### Written instruction
Count the lines in the material below that contain the string "translucent", matching case exactly, and reply with the number alone.

### Data to use
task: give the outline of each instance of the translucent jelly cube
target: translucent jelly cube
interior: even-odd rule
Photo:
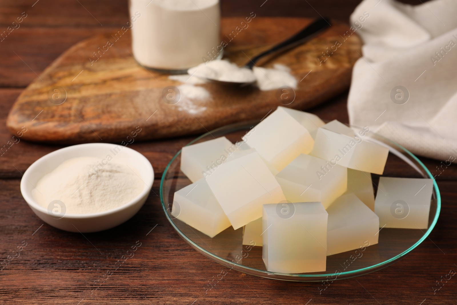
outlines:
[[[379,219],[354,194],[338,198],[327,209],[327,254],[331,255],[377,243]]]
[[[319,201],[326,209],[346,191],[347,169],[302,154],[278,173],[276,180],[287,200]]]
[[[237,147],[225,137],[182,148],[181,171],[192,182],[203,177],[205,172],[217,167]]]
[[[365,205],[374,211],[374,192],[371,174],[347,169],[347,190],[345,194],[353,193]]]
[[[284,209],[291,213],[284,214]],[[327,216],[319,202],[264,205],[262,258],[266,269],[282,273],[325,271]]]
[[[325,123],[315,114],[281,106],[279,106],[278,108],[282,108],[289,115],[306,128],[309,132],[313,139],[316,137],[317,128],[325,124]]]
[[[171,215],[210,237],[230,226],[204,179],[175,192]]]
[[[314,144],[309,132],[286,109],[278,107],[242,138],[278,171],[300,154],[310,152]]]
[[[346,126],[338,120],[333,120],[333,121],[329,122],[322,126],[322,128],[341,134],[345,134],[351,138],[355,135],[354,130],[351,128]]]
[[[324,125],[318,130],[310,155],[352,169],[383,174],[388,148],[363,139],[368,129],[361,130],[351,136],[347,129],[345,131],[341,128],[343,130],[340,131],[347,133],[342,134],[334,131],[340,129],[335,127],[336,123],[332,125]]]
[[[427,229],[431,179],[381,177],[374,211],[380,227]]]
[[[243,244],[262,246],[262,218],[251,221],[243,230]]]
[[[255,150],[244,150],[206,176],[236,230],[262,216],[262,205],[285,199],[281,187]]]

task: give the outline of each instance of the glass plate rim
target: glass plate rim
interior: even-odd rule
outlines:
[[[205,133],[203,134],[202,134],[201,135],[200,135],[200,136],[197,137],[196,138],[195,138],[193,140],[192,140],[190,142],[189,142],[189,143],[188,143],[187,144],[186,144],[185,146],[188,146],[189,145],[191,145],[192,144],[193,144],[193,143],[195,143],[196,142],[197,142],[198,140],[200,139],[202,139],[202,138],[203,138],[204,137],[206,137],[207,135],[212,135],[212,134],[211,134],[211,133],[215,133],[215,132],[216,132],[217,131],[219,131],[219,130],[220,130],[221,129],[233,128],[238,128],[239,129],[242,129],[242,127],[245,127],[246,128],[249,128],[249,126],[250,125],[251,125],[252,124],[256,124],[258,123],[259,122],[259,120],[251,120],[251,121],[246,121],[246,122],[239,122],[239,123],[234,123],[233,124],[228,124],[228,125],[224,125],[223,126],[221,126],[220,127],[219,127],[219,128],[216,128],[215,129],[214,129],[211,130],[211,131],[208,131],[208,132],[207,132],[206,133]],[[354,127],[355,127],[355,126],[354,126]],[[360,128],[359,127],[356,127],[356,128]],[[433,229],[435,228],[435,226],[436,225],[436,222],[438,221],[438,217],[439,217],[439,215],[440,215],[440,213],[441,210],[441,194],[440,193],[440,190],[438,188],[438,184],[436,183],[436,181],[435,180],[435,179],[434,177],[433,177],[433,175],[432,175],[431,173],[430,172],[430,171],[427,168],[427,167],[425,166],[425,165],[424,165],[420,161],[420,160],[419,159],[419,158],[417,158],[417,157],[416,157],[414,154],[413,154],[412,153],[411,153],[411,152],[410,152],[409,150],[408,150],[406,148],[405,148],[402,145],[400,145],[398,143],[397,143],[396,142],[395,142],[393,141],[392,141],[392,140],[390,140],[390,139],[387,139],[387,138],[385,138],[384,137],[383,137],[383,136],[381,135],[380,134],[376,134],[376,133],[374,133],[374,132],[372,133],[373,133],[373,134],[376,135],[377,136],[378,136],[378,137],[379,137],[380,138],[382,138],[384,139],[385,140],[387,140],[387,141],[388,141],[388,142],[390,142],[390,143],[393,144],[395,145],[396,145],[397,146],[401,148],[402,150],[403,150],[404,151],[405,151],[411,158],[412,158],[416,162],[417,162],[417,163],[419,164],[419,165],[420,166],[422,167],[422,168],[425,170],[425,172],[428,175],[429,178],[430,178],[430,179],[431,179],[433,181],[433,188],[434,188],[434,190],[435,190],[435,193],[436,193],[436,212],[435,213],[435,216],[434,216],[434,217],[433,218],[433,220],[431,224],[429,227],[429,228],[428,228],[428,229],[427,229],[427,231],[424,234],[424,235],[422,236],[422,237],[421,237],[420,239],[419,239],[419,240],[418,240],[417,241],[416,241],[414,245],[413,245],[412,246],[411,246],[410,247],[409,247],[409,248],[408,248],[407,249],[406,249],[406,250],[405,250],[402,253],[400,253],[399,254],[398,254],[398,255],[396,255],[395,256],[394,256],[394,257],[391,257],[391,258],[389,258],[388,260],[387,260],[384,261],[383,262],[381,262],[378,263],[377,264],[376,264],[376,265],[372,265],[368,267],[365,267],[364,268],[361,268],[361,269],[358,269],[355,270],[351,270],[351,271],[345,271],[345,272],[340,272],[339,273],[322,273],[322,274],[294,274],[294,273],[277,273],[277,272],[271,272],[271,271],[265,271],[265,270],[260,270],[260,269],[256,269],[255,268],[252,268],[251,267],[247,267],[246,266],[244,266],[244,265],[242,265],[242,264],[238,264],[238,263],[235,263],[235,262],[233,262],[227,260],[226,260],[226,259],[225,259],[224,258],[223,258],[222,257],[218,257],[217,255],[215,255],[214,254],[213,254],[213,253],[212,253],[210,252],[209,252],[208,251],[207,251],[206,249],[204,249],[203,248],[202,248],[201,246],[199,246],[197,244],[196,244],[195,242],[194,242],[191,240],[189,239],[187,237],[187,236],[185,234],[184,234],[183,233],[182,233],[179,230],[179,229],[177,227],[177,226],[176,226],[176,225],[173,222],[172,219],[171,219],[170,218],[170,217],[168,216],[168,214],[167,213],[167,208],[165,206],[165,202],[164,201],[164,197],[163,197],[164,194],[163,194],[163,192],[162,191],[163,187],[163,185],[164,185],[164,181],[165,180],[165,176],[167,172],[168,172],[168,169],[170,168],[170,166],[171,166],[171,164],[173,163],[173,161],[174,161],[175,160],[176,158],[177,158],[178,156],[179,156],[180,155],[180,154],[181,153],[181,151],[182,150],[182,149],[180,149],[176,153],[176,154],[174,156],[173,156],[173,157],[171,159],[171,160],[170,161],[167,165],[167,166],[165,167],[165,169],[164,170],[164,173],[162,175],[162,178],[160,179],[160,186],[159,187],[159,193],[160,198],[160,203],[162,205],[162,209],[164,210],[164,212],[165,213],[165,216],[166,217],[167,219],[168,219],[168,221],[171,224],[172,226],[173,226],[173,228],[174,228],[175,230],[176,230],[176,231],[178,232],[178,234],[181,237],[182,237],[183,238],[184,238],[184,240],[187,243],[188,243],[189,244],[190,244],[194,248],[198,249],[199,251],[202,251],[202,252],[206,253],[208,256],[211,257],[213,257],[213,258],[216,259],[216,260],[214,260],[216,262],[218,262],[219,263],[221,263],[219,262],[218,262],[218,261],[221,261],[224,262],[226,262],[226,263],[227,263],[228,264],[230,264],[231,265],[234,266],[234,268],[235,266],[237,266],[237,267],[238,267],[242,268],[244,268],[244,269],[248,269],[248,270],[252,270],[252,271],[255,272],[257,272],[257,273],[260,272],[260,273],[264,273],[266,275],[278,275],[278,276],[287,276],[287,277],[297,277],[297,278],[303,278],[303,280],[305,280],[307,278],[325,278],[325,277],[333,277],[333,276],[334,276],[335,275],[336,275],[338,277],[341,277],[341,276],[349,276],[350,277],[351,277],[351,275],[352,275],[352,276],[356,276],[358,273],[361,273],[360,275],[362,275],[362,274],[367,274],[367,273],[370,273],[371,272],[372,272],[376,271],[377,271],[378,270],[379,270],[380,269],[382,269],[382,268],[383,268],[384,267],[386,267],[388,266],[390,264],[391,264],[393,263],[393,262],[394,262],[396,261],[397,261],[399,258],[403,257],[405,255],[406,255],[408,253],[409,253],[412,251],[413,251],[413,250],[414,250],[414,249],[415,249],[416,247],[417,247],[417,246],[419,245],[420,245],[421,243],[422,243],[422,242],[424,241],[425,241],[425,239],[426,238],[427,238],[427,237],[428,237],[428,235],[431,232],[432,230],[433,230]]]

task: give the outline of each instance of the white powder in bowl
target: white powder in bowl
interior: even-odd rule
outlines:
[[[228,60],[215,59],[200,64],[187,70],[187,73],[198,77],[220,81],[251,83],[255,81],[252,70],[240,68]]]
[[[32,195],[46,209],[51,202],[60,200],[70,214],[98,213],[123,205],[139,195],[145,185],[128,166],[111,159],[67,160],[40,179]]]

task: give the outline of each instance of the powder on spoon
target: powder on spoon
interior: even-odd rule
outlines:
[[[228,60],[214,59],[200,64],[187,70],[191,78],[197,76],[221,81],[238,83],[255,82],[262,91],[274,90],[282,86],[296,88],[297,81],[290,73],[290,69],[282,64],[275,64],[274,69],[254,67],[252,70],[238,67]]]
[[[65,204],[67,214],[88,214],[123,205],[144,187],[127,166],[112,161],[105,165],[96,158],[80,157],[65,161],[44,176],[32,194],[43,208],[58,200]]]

==

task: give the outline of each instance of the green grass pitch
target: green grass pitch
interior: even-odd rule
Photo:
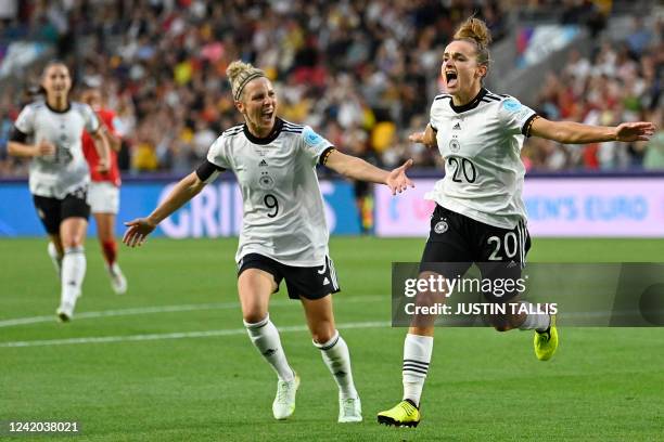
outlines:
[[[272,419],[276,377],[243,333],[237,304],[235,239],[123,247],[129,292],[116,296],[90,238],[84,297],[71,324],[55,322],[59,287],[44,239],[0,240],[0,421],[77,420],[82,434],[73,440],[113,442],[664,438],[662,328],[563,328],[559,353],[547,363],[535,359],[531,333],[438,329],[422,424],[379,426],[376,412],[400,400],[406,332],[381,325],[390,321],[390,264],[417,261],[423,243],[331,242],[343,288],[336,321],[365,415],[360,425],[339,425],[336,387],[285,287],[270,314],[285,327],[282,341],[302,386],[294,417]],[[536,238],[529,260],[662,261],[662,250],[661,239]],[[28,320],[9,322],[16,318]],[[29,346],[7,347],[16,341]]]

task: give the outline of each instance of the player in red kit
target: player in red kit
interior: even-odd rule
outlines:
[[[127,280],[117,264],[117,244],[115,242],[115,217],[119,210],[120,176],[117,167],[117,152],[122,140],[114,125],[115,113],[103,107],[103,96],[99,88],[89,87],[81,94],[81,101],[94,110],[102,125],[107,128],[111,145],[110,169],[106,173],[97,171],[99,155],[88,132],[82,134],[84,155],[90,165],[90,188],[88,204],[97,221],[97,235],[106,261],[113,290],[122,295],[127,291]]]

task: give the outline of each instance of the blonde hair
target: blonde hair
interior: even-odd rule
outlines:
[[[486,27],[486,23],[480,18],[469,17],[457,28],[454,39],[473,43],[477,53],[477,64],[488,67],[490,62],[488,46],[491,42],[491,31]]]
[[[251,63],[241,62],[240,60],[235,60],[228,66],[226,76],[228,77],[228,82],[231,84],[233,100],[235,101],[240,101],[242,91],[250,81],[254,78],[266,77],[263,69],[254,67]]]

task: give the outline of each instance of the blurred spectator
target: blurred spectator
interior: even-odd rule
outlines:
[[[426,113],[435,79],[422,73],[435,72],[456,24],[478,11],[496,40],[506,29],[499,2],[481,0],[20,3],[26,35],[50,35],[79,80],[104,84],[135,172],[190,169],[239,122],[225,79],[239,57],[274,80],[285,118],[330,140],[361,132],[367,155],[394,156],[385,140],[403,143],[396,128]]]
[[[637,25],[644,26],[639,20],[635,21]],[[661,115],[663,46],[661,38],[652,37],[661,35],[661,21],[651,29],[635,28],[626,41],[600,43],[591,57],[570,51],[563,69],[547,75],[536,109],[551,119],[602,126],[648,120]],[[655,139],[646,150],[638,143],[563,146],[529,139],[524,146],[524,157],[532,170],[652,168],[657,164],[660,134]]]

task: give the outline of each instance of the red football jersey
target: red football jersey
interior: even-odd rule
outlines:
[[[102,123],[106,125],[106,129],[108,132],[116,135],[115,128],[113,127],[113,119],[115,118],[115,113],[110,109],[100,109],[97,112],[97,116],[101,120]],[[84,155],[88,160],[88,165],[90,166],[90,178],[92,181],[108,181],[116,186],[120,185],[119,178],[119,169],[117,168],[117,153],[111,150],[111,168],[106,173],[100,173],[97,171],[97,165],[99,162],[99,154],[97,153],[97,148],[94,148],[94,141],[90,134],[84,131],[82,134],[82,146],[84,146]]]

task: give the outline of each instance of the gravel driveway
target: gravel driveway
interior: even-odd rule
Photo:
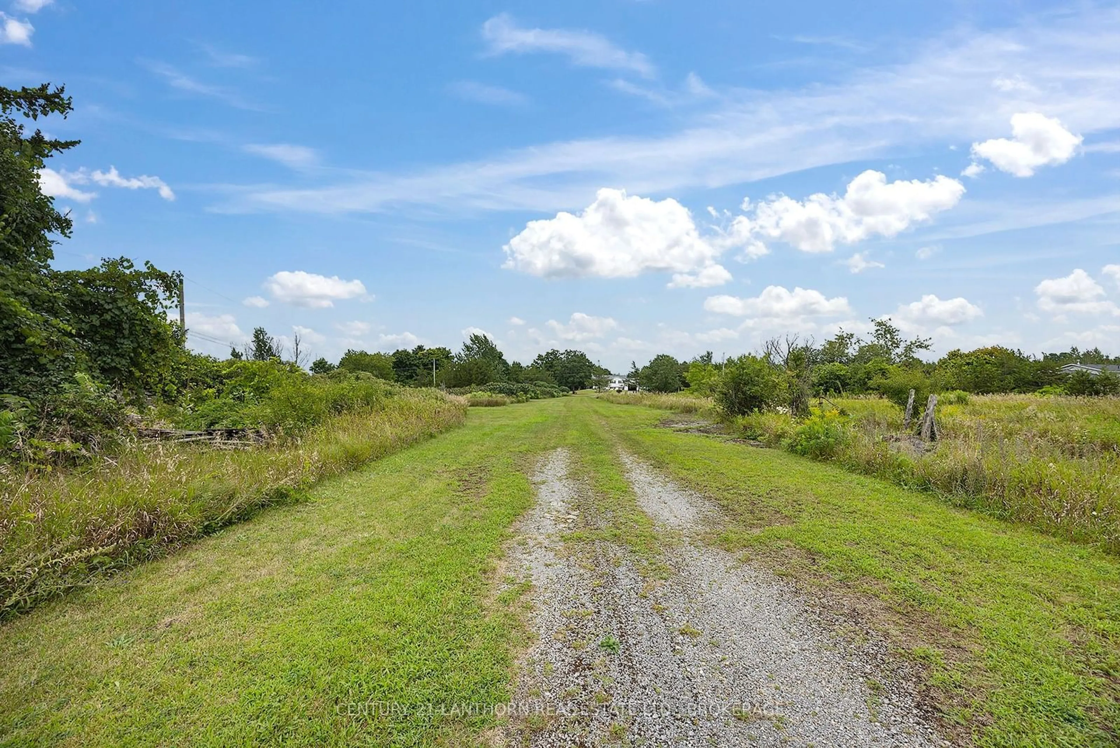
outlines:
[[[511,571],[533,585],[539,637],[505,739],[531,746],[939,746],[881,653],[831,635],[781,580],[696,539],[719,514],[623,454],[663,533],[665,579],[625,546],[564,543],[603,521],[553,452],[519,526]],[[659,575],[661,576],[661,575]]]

### Result for this task
2